Return the complete listing that follows, with each line reproduced exactly.

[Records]
-=-=-=-=-
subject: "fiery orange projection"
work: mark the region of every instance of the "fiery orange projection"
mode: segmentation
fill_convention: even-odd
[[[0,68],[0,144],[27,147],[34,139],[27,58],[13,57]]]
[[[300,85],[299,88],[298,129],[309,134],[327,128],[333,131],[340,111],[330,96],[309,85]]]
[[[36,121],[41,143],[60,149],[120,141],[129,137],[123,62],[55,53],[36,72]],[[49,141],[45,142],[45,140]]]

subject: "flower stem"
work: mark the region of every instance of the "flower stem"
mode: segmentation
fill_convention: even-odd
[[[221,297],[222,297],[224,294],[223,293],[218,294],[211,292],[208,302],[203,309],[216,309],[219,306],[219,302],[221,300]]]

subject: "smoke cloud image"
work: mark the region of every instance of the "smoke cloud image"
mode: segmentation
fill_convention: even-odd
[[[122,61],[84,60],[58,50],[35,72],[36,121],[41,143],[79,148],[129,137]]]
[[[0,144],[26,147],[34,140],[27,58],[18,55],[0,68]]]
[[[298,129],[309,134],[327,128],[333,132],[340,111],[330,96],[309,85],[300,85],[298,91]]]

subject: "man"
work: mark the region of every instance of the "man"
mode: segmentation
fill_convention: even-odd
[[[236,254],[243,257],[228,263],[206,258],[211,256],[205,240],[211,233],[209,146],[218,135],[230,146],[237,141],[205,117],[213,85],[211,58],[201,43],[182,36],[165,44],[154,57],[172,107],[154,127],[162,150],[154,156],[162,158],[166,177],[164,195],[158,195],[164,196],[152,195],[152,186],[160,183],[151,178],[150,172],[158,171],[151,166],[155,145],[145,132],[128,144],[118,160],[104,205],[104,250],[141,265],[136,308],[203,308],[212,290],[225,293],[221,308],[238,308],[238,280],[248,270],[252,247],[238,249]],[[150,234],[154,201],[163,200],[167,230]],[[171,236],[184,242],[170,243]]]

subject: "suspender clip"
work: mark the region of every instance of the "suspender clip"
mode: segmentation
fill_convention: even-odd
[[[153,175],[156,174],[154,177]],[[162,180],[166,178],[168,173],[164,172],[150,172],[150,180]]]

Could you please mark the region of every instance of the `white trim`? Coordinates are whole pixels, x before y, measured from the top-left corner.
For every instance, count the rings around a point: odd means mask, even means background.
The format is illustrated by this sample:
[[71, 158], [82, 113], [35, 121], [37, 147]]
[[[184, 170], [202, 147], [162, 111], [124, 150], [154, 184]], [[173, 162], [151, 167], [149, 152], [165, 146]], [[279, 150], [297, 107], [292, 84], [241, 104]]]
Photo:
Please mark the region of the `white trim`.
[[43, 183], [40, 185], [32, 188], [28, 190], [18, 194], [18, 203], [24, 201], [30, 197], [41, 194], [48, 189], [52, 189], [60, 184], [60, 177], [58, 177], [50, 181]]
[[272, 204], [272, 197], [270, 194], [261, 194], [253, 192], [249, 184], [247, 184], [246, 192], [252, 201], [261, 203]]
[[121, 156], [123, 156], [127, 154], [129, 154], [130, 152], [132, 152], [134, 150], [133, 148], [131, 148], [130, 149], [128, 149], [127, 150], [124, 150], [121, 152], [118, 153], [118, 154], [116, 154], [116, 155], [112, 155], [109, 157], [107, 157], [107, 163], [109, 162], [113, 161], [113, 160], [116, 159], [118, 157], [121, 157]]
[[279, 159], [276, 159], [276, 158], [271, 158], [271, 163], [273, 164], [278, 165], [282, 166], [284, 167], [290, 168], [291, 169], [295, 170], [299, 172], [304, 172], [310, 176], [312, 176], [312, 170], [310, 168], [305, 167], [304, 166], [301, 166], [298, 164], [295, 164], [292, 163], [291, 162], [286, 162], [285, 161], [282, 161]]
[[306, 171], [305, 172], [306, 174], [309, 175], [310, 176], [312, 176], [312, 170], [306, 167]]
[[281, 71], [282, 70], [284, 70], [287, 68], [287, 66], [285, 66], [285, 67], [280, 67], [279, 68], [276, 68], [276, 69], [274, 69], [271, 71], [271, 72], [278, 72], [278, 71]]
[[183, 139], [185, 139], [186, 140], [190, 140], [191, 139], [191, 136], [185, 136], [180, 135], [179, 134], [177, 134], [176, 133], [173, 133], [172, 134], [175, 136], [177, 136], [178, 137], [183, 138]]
-=-=-=-=-
§ **Exercise result**:
subject: "fiery orange projection"
work: mark the region of every instance of the "fiery orange projection"
mode: segmentation
fill_convention: even-odd
[[[0,68],[0,144],[27,147],[34,139],[27,58],[13,57]]]
[[[300,85],[299,88],[298,129],[309,134],[327,128],[333,131],[340,111],[330,96],[309,85]]]
[[[36,121],[41,143],[60,149],[120,141],[129,137],[123,62],[55,53],[36,72]],[[49,141],[45,142],[45,140]]]

subject: "flower stem"
work: mark the region of every instance of the "flower stem"
mode: segmentation
fill_convention: even-odd
[[[221,297],[222,297],[224,294],[223,293],[218,294],[211,292],[208,302],[203,309],[216,309],[219,306],[219,302],[221,300]]]

subject: "smoke cloud image"
work: mark the region of every instance of the "smoke cloud image"
mode: segmentation
fill_convention: even-odd
[[[122,61],[84,60],[58,50],[35,72],[36,121],[41,143],[79,148],[129,137]]]
[[[0,144],[26,147],[34,140],[27,58],[18,55],[0,68]]]
[[[298,129],[309,134],[327,128],[333,132],[340,111],[330,96],[309,85],[300,85],[298,91]]]

subject: "man"
work: mark the region of every instance of the "man"
mode: segmentation
fill_convention: even-odd
[[[236,254],[243,257],[228,263],[206,258],[211,256],[205,240],[211,233],[209,146],[218,135],[230,146],[237,141],[205,117],[213,85],[211,58],[201,43],[182,36],[165,44],[154,57],[172,107],[154,127],[162,150],[154,156],[162,158],[166,177],[164,195],[158,195],[164,196],[152,195],[152,186],[160,183],[151,178],[150,172],[158,171],[151,166],[155,145],[145,132],[128,144],[118,160],[104,205],[104,250],[141,265],[136,308],[203,308],[212,290],[225,293],[221,308],[238,308],[238,280],[248,270],[252,247],[238,249]],[[150,234],[154,201],[163,200],[167,230]],[[171,236],[184,242],[170,243]]]

subject: "suspender clip"
work: mark the region of every instance of the "suspender clip"
mode: segmentation
fill_convention: even-odd
[[[153,175],[156,174],[154,177]],[[162,180],[166,178],[168,173],[164,172],[150,172],[150,180]]]

Could you please mark the region of every instance of the `white trim`? Coordinates are whole pixels, x before y, measured from the top-left corner.
For every instance, count the rings around a point: odd means mask, even means background.
The format is illustrated by this sample:
[[71, 158], [82, 113], [35, 121], [37, 147]]
[[[184, 170], [202, 147], [162, 111], [124, 150], [154, 184]], [[173, 162], [151, 167], [149, 152], [165, 146]], [[279, 150], [297, 107], [292, 84], [241, 104]]]
Photo:
Please mark the region of the `white trim`.
[[43, 183], [40, 185], [32, 188], [28, 190], [18, 194], [18, 203], [24, 201], [30, 197], [41, 194], [48, 189], [52, 189], [60, 184], [60, 177], [58, 177], [50, 181]]
[[272, 204], [272, 197], [270, 194], [261, 194], [253, 192], [249, 184], [247, 184], [246, 192], [252, 201], [261, 203]]
[[121, 156], [123, 156], [127, 154], [129, 154], [130, 152], [132, 152], [134, 150], [133, 148], [131, 148], [130, 149], [128, 149], [127, 150], [124, 150], [121, 152], [118, 153], [118, 154], [116, 154], [116, 155], [112, 155], [109, 157], [107, 157], [107, 163], [109, 162], [113, 161], [113, 160], [116, 159], [118, 157], [121, 157]]
[[279, 159], [276, 159], [276, 158], [271, 158], [271, 163], [273, 164], [278, 165], [282, 166], [284, 167], [290, 168], [291, 169], [295, 170], [299, 172], [304, 172], [310, 176], [312, 176], [312, 170], [310, 168], [305, 167], [304, 166], [301, 166], [298, 164], [295, 164], [292, 163], [291, 162], [286, 162], [285, 161], [282, 161]]
[[306, 171], [305, 172], [306, 174], [309, 175], [310, 176], [312, 176], [312, 170], [306, 167]]
[[281, 71], [282, 70], [284, 70], [287, 68], [287, 66], [285, 66], [285, 67], [280, 67], [279, 68], [276, 68], [276, 69], [274, 69], [271, 71], [271, 72], [278, 72], [278, 71]]
[[183, 139], [185, 139], [186, 140], [190, 140], [191, 139], [191, 136], [185, 136], [180, 135], [179, 134], [177, 134], [176, 133], [173, 133], [172, 134], [175, 136], [177, 136], [178, 137], [183, 138]]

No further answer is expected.